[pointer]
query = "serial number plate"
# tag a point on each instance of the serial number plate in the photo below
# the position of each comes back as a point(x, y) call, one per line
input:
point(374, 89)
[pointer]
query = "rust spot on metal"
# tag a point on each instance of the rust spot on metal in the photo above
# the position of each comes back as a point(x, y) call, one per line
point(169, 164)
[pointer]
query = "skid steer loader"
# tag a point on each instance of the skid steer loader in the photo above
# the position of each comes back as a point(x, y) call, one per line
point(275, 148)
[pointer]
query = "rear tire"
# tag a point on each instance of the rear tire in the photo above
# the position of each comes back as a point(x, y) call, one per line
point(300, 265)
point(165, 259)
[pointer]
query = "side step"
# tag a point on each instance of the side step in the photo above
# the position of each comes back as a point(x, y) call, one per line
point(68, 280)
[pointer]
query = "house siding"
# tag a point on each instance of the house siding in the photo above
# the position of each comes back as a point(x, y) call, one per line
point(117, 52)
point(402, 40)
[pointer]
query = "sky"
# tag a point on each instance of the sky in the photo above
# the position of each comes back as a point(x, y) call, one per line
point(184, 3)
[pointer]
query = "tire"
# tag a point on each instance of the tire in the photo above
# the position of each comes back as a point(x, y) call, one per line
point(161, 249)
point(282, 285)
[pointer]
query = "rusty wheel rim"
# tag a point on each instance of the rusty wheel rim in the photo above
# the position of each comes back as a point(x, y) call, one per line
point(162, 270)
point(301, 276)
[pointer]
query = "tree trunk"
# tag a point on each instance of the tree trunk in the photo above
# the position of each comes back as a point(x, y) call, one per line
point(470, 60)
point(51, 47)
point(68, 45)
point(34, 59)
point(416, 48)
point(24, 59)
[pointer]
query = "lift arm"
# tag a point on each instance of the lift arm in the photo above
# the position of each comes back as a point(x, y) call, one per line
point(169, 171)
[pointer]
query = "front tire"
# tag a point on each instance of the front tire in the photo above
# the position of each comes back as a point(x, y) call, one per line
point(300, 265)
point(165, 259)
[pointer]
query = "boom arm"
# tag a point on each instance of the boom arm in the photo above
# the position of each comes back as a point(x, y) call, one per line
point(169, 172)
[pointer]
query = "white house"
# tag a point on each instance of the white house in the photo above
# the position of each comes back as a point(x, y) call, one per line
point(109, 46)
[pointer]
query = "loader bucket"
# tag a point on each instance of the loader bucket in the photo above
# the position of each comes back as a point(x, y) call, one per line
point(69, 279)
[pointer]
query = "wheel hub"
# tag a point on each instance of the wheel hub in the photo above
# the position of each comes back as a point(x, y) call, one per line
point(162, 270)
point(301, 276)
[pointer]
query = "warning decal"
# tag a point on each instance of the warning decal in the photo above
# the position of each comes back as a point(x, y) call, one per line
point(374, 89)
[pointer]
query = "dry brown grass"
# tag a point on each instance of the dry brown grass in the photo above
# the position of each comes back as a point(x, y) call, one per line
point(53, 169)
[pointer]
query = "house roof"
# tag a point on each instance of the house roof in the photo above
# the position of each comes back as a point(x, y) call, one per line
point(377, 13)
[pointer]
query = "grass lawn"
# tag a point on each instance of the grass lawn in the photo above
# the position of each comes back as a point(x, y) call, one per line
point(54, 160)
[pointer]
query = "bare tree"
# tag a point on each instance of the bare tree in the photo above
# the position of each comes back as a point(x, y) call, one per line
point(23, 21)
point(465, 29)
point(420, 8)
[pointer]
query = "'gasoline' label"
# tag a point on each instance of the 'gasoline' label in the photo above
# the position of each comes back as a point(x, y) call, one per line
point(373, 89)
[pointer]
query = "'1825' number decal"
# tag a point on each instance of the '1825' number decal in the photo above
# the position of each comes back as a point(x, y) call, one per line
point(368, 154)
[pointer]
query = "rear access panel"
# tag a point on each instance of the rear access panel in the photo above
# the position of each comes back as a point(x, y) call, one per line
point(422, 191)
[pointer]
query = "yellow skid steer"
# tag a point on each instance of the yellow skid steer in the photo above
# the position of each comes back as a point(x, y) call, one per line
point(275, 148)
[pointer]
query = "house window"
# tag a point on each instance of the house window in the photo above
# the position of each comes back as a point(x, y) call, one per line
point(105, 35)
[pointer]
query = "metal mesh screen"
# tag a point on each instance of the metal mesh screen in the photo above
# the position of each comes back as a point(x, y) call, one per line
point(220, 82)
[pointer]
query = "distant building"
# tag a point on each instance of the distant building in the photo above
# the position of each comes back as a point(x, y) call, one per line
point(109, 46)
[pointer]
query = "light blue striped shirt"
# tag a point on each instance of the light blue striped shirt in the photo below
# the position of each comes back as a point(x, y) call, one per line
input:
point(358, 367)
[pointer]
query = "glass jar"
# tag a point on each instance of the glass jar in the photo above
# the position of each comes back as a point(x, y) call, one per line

• **What you are asked to do**:
Above are some records; repeat all of them exactly.

• **Exercise response**:
[pointer]
query = "serial number plate"
# tag a point on each instance of the serial number plate in the photo below
# the position of each comes back as a point(x, y) call, one per line
input:
point(374, 89)
[pointer]
query = "rust spot on metal"
# tag a point on each instance of the rust spot on metal in the photo above
# the position of each comes back as a point(x, y) call, one per line
point(169, 164)
[pointer]
query = "skid steer loader"
# tag a point on each instance of the skid steer loader in the photo above
# the position of each comes back as a point(x, y) call, one per line
point(275, 148)
[pointer]
query = "rear tire"
# tag a point on each instance of the rear tire in the photo above
# the position of each comes back as a point(x, y) call, one per line
point(300, 265)
point(165, 259)
[pointer]
query = "side step"
# tag a point on each instance of the side step in the photo above
# the position of each comes back as a point(x, y) call, one per line
point(68, 280)
[pointer]
query = "house siding"
# tag a point on each instance of the house siding in the photo above
# the position of each comes back as a point(x, y) call, one per line
point(117, 52)
point(402, 40)
[pointer]
query = "sky"
# tag a point on each instance of the sky in the photo above
# the position of each comes back as a point(x, y) call, one per line
point(184, 3)
[pointer]
query = "tire"
# tag a point on each instance of the tire in the photo above
# the position of each comes back as a point(x, y) call, one per line
point(161, 249)
point(282, 285)
[pointer]
query = "rusty wheel rim"
# tag a point on each instance of the rusty wheel rim in the photo above
# the position of each comes back as a point(x, y) call, one per line
point(162, 270)
point(301, 276)
[pointer]
query = "tree trunk"
# tag a point on each instance of the tree trunk in the photo above
# the position of each comes back as a point(x, y) call, one per line
point(470, 60)
point(51, 47)
point(68, 45)
point(34, 59)
point(416, 48)
point(24, 59)
[pointer]
query = "lift arm"
# tag a point on each instance of the lift arm in the photo above
# the position of each comes back as a point(x, y) call, one per line
point(169, 171)
[pointer]
query = "front tire"
# tag a point on each instance of the front tire in the photo above
# the position of each comes back as a point(x, y) call, one per line
point(300, 265)
point(165, 259)
[pointer]
query = "boom arm"
# tag a point on each instance of the boom arm in the photo above
# the position of each comes back as a point(x, y) call, one per line
point(169, 172)
[pointer]
query = "white house"
# tag a point on each instance of the white house in the photo above
# the position of each comes back as a point(x, y) call, one per line
point(109, 46)
[pointer]
query = "loader bucket"
# tag a point on each instance of the loader bucket in the photo above
# the position of each comes back as a point(x, y) call, one per line
point(69, 279)
[pointer]
query = "wheel hub"
# tag a point on each instance of the wheel hub in the photo above
# the position of each comes back as a point(x, y) call, one per line
point(162, 270)
point(301, 276)
[pointer]
query = "warning decal"
# tag a point on each instance of the warning decal in the photo above
# the position of each comes back as a point(x, y) call, one per line
point(374, 89)
[pointer]
query = "dry brown grass"
# tag a point on each instance of the dry brown grass in the photo above
# the position of each comes back as a point(x, y) call, one per line
point(53, 169)
[pointer]
query = "house roof"
# tag a point on each instance of the house roof in the photo above
# the position of each comes back as a point(x, y) call, one per line
point(377, 13)
[pointer]
query = "grass lawn"
# tag a point on each instance of the grass lawn in the photo above
# the position of each comes back as a point(x, y) call, one per line
point(54, 160)
[pointer]
query = "bare tree"
# tag a point on each instance of the bare tree in the photo above
# the position of each comes back as a point(x, y) call, one per line
point(23, 21)
point(465, 29)
point(420, 8)
[pointer]
query = "'gasoline' label"
# tag a point on each instance of the 'gasoline' label in the photo above
# the position of each comes back as a point(x, y) call, one per line
point(373, 89)
[pointer]
query = "'1825' number decal"
# tag a point on each instance of the '1825' number decal in the photo above
# the position of each comes back as a point(x, y) call, one per line
point(368, 154)
[pointer]
query = "rear access panel"
# tag a point on each instance of the rear access panel in the photo above
# the position of each comes back as a point(x, y) call, one per line
point(422, 191)
[pointer]
query = "yellow skid steer"
# tag a point on each instance of the yellow skid steer in the photo above
# the position of each comes back as a point(x, y) call, one per line
point(275, 148)
[pointer]
query = "house window"
# tag a point on each instance of the house window in the photo above
# the position of each comes back as a point(x, y) call, one per line
point(105, 35)
[pointer]
query = "metal mesh screen"
# tag a point on each instance of the metal mesh screen in the photo above
# the position of each comes back as a point(x, y) call, one per line
point(220, 82)
[pointer]
query = "distant building"
# tag a point on each instance of the distant building in the photo above
# the position of each comes back as a point(x, y) call, one per line
point(109, 46)
[pointer]
query = "light blue striped shirt"
# tag a point on each instance of the light blue striped shirt in the photo below
# the position of each comes back as a point(x, y) call, one per line
input:
point(358, 367)
[pointer]
query = "glass jar"
# tag a point on each instance of the glass jar in the photo above
# the position of each comes back as a point(x, y) call, one per line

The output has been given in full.